▸ TASK OBJECTIVE
Copy the entries from the line with "Screen reader assistance requested. Where is the leaning" to the line with "left=80, top=60, right=99, bottom=133", swapping "leaning" for "tilted" and leaving everything else as is.

▸ GIVEN INFORMATION
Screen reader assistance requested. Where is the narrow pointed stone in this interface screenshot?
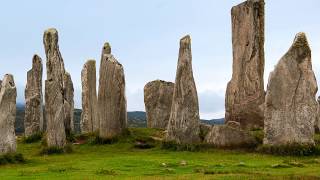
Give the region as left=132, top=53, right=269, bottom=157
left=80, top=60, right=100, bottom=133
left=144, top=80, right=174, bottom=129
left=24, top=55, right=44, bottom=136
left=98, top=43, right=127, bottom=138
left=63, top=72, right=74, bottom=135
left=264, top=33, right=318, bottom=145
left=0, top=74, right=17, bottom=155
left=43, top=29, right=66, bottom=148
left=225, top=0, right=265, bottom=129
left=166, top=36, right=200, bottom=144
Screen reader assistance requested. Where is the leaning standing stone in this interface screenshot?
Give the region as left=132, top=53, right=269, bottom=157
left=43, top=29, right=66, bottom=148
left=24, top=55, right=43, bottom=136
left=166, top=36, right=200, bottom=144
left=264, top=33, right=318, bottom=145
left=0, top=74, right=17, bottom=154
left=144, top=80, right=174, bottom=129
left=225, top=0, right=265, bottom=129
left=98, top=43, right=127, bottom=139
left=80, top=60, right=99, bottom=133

==

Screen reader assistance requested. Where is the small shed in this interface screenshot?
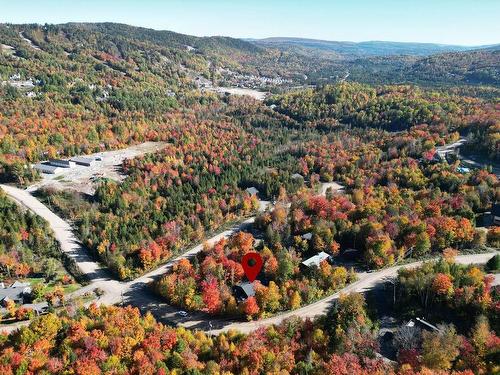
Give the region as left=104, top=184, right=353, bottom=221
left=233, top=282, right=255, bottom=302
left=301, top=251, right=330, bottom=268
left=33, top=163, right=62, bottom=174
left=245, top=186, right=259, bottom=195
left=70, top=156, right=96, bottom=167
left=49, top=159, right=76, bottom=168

▸ SOLUTION TO THE EXERCISE
Screen reader assistance requested. Where is the tilted standing stone in this interface screenshot?
Give the region as left=132, top=53, right=269, bottom=157
left=43, top=29, right=66, bottom=148
left=24, top=55, right=43, bottom=136
left=166, top=36, right=200, bottom=144
left=264, top=33, right=318, bottom=145
left=0, top=74, right=17, bottom=154
left=144, top=80, right=174, bottom=129
left=225, top=0, right=265, bottom=129
left=98, top=43, right=127, bottom=139
left=80, top=60, right=99, bottom=133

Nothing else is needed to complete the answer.